(Supplied material)
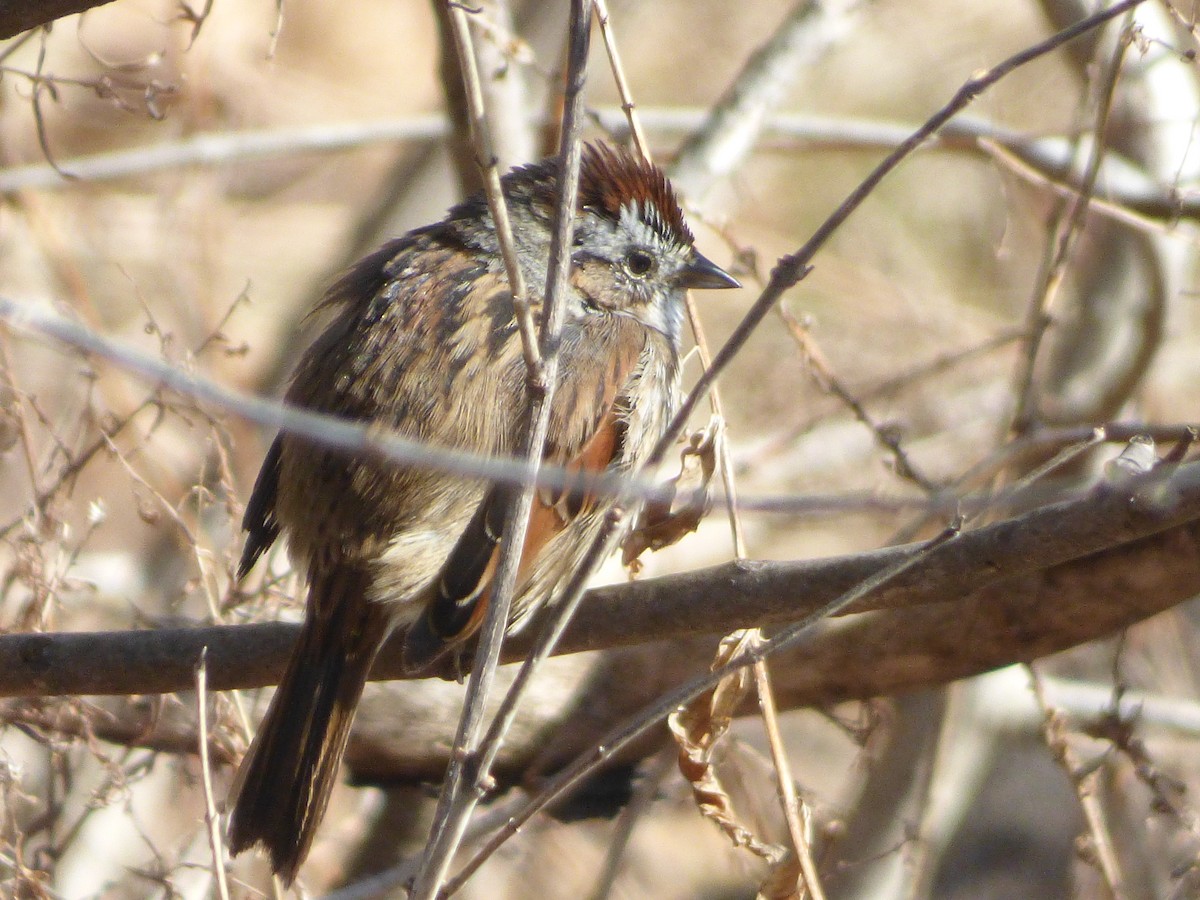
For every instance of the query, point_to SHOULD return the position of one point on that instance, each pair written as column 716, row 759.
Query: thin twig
column 789, row 799
column 329, row 431
column 639, row 724
column 211, row 820
column 486, row 159
column 658, row 769
column 641, row 145
column 1066, row 234
column 456, row 804
column 792, row 268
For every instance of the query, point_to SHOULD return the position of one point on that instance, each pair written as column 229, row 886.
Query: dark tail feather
column 289, row 771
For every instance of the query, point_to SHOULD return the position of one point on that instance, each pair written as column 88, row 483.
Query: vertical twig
column 486, row 159
column 469, row 767
column 618, row 75
column 787, row 796
column 211, row 820
column 1069, row 227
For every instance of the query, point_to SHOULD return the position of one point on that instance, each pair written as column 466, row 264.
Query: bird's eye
column 639, row 263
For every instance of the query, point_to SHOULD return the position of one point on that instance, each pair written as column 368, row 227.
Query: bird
column 423, row 341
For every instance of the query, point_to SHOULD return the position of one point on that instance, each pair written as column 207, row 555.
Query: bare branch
column 1067, row 547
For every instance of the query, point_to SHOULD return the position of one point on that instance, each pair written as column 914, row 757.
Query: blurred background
column 190, row 180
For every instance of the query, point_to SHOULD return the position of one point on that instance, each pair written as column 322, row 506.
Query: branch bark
column 1012, row 591
column 17, row 16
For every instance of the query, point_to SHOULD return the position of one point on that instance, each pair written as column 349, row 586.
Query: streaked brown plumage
column 423, row 341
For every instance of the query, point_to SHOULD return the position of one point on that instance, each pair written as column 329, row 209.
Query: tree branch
column 977, row 589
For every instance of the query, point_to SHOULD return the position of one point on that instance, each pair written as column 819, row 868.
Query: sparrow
column 423, row 341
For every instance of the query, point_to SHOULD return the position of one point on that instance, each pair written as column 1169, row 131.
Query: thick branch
column 984, row 574
column 17, row 16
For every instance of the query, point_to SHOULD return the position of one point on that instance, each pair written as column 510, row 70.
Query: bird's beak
column 703, row 274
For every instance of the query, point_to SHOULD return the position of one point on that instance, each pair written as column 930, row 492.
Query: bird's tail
column 289, row 771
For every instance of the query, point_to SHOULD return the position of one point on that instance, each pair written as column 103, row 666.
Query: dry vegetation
column 1005, row 291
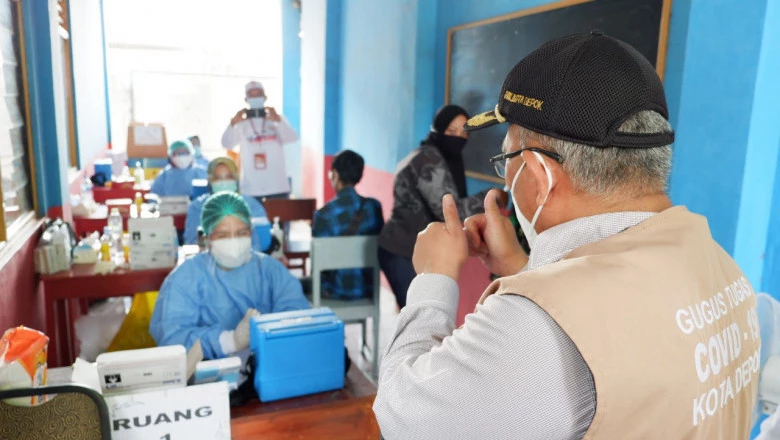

(Prompt) When you output the entries, keep each line exactly as it is and leave out any pictures.

(Written solution)
For every instance of the query, point_to SHOULD return the position of one point on that instance, each pair written as column 716, row 759.
Query: thin twig
column 789, row 799
column 329, row 431
column 639, row 724
column 211, row 820
column 486, row 159
column 658, row 769
column 641, row 145
column 1066, row 234
column 456, row 804
column 792, row 268
For every instance of the query, point_to SHOULD return the position of one point on that instance, each pair written as column 229, row 886.
Query: dark tail feather
column 289, row 771
For every instance of the query, point_to SHOULD return the position of one point on that instance, each pair written as column 88, row 483.
Query: vertical twig
column 486, row 159
column 469, row 767
column 618, row 75
column 787, row 796
column 211, row 820
column 1069, row 227
For every instance of the query, point_to SHOULD return the position of one point on that instance, each pair written as column 466, row 264.
Query: bird's eye
column 639, row 263
For every instance of the query, point_to SHOULD return the position of one point on that instance, each pair written as column 368, row 227.
Query: bird
column 423, row 341
For every instance of the query, point_to SHOULD return the position of one point on that instance, each pair written as column 207, row 555.
Query: bare branch
column 1067, row 547
For every instance of the query, point_to SHOULD return the position of one point on that instance, each pair written as column 914, row 757.
Query: blurred background
column 190, row 180
For every instance of the query, point_to SHOULD return the position of one point on that instance, each pair written as column 322, row 506.
Query: branch bark
column 1012, row 591
column 17, row 16
For every instance of the query, point_to SHOULD return the position of one point on that instance, each pair written as column 349, row 586.
Query: streaked brown plumage
column 423, row 341
For every instance of the query, point_to SHOULD return the position of one point on that instance, each pair written as column 329, row 209.
Query: tree branch
column 977, row 589
For every instance of the query, point_to SHOULD return the position of one point on that instance, each pair written as column 819, row 868.
Query: sparrow
column 423, row 341
For every instance of the query, point_to SHOULD return the position of one point on that instance, each pair written as column 1169, row 131.
Query: thick branch
column 984, row 574
column 17, row 16
For every instance of the query, point_to SHOULD return the position of one point on that instance, each pair written as column 510, row 70.
Query: bird's beak
column 703, row 274
For every instance of the query, point_to SHOULD return the position of one point on that instance, each pair written as column 930, row 492.
Query: bird's tail
column 289, row 771
For every instance of the query, point_to SHOULD return the position of one point on that instance, each pair written as column 103, row 666.
Query: dry vegetation
column 1005, row 291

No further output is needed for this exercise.